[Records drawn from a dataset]
-----
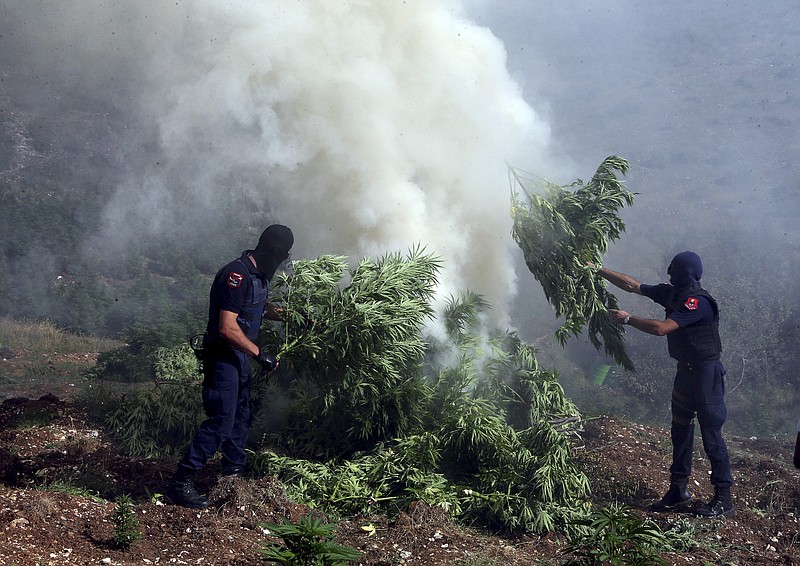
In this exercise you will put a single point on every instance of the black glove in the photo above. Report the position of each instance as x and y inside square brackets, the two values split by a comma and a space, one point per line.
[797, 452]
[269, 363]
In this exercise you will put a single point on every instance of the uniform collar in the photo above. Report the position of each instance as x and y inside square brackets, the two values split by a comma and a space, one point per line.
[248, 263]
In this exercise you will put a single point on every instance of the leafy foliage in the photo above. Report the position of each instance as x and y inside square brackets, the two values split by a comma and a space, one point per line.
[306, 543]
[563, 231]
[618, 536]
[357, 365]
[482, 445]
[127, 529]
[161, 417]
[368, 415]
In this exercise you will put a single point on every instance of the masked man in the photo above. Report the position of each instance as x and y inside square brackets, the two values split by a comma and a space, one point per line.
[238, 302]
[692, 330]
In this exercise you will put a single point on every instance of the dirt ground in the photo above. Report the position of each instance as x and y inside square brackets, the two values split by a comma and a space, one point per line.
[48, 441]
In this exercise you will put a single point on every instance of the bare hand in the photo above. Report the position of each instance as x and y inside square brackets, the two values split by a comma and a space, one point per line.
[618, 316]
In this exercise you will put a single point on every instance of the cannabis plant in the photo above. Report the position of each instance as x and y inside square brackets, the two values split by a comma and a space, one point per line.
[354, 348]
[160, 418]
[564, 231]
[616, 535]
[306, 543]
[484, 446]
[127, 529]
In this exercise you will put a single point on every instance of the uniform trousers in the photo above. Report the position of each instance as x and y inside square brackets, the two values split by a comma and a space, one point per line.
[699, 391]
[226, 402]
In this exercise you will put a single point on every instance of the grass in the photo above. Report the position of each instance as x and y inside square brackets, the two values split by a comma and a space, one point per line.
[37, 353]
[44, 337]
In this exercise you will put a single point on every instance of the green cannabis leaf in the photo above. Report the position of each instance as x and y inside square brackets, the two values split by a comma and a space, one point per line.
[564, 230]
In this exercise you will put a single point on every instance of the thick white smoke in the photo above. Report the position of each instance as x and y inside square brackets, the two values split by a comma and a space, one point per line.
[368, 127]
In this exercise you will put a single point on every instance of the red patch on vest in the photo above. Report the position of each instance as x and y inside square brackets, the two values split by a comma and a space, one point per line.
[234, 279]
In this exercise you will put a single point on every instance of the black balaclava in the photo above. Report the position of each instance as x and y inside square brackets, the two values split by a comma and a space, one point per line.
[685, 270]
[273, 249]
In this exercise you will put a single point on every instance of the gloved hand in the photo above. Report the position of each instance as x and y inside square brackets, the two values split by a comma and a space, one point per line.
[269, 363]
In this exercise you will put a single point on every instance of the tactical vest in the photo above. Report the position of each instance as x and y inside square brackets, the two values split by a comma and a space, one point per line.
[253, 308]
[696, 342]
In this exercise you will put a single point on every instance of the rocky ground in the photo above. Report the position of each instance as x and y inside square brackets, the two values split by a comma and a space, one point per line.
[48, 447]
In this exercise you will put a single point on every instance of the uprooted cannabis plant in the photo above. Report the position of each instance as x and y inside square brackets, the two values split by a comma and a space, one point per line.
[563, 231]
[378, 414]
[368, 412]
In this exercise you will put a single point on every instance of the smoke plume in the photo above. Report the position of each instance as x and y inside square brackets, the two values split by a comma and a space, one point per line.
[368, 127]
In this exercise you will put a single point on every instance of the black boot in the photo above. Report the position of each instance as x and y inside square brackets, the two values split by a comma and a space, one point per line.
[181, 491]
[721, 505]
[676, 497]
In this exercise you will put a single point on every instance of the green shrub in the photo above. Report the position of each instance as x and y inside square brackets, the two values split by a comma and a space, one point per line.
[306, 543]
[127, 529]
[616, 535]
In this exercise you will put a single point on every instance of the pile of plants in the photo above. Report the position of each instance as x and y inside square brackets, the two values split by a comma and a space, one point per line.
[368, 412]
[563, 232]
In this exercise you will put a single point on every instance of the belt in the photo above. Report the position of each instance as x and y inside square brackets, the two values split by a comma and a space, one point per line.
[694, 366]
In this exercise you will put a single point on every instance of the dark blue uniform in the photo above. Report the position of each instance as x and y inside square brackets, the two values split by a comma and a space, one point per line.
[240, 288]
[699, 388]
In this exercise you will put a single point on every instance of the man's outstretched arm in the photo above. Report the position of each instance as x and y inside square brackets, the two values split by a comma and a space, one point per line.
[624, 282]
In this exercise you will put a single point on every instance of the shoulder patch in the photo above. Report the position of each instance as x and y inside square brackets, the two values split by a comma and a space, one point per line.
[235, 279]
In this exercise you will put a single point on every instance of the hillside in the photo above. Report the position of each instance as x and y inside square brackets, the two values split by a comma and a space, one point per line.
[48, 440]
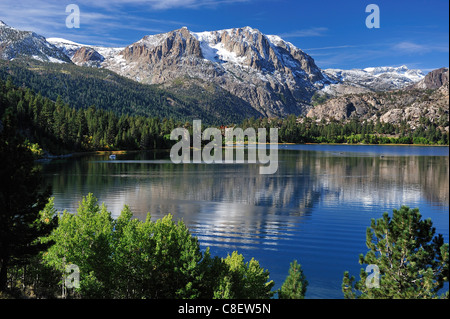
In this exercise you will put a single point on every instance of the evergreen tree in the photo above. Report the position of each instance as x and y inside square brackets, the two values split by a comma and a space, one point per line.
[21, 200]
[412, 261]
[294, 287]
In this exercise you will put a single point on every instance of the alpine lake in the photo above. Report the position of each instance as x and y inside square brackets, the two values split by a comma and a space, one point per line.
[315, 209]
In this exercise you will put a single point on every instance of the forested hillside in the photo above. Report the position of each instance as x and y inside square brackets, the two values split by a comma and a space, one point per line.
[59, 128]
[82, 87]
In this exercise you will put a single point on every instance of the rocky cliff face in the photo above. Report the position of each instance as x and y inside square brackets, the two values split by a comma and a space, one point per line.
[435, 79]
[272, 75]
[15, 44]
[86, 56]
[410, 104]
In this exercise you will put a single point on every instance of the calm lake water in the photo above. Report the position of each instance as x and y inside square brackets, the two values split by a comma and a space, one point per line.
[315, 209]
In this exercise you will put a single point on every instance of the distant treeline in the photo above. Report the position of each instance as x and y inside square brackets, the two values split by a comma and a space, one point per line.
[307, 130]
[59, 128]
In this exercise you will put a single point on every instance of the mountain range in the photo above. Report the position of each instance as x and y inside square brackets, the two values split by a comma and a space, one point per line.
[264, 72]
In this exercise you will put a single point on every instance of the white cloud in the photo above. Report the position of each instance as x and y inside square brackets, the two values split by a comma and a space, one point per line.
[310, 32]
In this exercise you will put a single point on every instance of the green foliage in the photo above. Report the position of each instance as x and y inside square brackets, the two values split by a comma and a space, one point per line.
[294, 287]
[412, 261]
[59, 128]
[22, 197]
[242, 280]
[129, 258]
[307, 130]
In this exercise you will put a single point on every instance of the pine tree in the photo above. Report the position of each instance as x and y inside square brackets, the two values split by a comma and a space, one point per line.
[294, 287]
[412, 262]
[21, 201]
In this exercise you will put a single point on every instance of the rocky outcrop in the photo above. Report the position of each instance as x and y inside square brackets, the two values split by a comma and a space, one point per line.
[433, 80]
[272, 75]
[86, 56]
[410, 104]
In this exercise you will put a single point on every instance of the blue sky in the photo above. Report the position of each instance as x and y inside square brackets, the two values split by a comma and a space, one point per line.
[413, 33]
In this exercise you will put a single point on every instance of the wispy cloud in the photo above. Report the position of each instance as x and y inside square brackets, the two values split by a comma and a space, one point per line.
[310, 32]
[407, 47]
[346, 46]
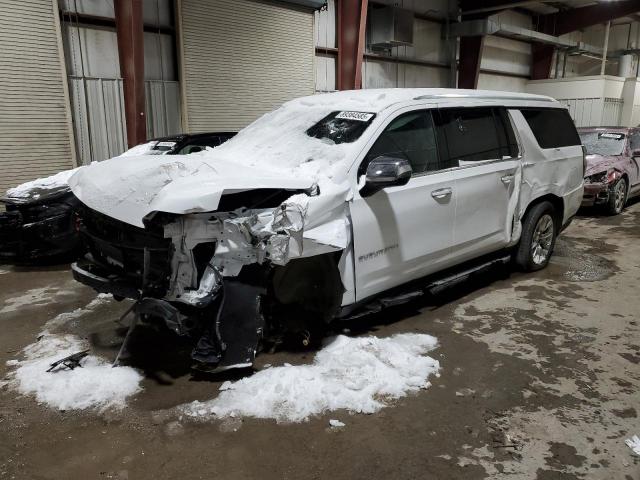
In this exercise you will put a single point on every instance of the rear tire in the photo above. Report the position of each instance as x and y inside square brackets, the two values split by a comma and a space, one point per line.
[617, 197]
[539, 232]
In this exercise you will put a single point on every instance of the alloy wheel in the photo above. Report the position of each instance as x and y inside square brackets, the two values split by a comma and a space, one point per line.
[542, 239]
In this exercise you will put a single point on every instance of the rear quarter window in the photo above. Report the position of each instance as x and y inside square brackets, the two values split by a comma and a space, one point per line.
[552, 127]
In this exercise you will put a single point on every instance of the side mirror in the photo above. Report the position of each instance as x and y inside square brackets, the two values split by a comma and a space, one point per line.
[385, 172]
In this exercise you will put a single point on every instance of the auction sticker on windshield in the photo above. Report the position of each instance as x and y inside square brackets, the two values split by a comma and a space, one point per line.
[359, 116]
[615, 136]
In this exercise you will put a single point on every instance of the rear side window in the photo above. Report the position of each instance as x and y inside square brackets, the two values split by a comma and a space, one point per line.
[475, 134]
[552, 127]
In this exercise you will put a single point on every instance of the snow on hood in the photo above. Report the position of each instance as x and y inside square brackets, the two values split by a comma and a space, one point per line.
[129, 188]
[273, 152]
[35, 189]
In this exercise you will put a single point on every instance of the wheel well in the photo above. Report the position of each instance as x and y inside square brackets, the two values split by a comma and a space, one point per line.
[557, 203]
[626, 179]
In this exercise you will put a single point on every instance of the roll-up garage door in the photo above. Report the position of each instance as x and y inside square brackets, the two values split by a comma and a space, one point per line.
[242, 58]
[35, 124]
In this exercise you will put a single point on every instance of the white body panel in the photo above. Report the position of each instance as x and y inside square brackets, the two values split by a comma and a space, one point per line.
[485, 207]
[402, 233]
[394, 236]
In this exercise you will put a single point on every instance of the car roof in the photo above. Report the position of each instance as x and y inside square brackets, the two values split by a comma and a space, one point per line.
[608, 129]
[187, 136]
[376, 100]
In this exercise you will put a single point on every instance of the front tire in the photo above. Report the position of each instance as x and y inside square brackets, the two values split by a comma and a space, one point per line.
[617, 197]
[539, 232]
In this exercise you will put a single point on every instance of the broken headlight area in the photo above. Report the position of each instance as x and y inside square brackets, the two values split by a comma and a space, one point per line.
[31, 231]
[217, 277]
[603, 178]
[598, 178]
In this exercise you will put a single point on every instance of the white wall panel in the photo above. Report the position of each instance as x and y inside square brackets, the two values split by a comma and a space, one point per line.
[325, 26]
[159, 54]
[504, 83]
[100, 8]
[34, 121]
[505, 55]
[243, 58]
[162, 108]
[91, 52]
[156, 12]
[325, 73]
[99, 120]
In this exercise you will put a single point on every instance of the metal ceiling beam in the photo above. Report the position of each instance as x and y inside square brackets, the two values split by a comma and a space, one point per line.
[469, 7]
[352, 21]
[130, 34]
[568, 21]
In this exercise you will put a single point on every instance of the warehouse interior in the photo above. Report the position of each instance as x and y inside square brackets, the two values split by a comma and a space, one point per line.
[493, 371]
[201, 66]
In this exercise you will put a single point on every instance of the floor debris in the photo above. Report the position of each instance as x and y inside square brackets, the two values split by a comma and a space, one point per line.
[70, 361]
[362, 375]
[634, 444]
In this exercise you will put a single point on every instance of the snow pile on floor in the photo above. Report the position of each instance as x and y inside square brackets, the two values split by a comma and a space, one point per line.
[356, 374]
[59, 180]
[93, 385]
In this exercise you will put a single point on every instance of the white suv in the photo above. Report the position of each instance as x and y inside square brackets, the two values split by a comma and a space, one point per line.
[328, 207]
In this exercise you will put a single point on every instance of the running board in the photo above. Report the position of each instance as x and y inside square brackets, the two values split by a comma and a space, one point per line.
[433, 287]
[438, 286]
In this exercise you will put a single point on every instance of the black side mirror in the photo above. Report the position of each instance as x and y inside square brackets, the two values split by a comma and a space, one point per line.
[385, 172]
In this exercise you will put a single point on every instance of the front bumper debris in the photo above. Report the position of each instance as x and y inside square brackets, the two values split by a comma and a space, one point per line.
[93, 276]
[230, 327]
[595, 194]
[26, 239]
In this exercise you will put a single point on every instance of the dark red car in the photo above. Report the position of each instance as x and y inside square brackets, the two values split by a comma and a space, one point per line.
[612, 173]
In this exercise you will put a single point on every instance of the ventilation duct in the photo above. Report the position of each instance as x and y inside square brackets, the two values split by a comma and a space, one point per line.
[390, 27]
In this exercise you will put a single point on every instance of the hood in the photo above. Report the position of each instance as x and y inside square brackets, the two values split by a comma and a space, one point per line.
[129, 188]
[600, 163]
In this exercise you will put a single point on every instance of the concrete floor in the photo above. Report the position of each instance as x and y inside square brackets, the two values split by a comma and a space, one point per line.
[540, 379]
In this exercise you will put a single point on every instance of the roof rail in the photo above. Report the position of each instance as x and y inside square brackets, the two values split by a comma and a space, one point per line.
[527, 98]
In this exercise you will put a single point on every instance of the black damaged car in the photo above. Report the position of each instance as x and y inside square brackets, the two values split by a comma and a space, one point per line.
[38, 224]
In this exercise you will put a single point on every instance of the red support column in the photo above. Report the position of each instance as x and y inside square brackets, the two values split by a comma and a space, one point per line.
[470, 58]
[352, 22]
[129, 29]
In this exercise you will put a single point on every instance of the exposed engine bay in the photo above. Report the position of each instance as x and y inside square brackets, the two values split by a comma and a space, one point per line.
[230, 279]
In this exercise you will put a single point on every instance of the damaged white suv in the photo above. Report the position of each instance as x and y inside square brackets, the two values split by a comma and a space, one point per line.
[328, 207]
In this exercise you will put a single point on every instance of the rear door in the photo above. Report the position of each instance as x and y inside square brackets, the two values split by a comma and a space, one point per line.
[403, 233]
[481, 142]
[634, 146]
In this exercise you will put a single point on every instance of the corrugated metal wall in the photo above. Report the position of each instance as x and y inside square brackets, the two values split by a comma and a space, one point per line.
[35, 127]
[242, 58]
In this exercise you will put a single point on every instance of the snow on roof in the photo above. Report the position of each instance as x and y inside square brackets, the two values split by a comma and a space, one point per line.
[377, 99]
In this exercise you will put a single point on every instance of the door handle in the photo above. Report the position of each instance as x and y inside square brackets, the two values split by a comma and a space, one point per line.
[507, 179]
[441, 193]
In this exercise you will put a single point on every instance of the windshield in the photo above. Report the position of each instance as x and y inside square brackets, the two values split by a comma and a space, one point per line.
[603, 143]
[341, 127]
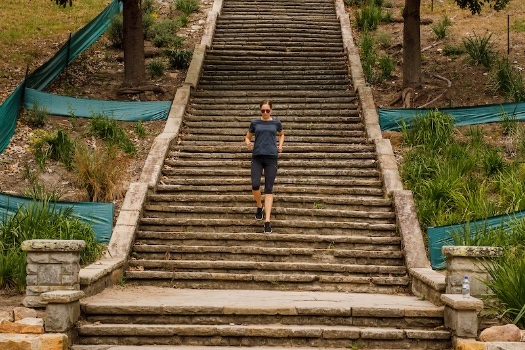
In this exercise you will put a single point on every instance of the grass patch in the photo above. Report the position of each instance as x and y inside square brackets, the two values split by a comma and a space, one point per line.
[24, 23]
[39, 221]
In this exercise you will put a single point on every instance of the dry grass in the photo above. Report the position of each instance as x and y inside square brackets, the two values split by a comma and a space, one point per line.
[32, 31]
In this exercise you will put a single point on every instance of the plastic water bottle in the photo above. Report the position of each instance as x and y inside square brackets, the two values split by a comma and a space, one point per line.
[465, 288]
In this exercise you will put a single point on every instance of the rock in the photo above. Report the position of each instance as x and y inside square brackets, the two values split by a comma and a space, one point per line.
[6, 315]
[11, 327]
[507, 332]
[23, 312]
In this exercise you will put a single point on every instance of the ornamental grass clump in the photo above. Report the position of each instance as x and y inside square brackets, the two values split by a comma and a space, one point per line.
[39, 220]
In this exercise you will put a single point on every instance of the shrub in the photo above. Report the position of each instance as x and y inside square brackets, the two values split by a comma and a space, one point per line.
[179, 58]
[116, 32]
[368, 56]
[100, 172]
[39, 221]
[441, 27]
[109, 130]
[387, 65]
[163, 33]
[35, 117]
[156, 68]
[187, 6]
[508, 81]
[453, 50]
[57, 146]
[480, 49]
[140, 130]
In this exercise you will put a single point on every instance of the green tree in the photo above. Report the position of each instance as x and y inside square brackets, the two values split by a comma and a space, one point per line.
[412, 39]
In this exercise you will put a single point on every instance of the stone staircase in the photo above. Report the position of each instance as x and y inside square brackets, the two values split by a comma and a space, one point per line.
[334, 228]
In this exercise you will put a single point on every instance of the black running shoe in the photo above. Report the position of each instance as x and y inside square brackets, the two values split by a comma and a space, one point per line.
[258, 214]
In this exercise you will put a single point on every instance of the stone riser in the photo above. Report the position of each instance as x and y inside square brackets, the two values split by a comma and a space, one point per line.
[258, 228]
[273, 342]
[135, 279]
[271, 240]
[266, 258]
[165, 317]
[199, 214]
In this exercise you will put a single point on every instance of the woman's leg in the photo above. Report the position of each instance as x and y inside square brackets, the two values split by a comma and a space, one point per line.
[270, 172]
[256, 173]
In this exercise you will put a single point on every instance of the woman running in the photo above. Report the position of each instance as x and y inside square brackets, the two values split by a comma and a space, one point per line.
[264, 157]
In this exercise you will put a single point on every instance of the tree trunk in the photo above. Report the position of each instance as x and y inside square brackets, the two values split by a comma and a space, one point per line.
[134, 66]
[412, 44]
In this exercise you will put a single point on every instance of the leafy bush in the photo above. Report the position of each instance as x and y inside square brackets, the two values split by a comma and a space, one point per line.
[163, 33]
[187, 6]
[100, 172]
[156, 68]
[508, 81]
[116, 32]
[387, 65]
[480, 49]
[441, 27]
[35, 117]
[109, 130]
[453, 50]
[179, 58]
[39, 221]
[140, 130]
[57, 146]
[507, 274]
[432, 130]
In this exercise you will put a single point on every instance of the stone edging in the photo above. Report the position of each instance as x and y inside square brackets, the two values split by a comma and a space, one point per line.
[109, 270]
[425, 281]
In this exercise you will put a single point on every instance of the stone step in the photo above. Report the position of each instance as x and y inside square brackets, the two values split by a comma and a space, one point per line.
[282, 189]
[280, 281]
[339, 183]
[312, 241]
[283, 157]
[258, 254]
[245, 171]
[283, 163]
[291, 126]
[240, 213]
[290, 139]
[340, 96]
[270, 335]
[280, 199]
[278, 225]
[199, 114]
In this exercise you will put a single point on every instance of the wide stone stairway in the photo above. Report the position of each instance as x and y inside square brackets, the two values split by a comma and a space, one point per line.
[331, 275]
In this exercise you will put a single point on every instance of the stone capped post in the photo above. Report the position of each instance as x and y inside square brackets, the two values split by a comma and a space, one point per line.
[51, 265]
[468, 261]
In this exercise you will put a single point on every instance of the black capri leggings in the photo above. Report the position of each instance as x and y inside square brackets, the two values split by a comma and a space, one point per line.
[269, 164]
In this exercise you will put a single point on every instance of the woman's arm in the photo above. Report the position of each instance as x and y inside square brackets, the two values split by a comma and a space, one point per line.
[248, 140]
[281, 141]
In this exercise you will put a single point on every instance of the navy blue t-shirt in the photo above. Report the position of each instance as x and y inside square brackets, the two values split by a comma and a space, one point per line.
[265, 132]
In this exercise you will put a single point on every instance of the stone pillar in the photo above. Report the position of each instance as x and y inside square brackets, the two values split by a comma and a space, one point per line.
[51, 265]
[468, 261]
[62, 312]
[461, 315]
-----
▶ TASK OBJECTIVE: Your task is to reproduce exactly the lines that begin at the line containing "the stone capped" and end at the final line of the data above.

▶ EXPECTED OUTPUT:
In this exercise you will put a single point on every instance of the stone capped post in the photo above. Report the position of each instance as x and y inside square brackets, the two values split by a comma and a space, one point per line.
[51, 265]
[468, 261]
In this exercise you will put a single point on every instance of the black capri leggings in the photo above. Report the position of each instance as x and y inside square brackets, the two values split by a comma and a space, one point per line.
[269, 164]
In this exercise you will put a single point on every instance of the woman's arm in the photo above. Report the position of each instance as x and y inside square brackets, the two values split by a comma and a space, one point per line.
[248, 140]
[281, 141]
In this exercise you will put a single point on every instance of the navy blue t-shirt in the photo above. Report the position of each instance as x and y inside square brackets, the two values split by a comma and a space, one point per line.
[265, 132]
In this exercise you will put a single point on every instance of the stone pillar in the photo above. Report the position of each instance as x and y inside square brackets, the two values split by a comma and a space, one point per line.
[51, 265]
[468, 261]
[62, 312]
[461, 315]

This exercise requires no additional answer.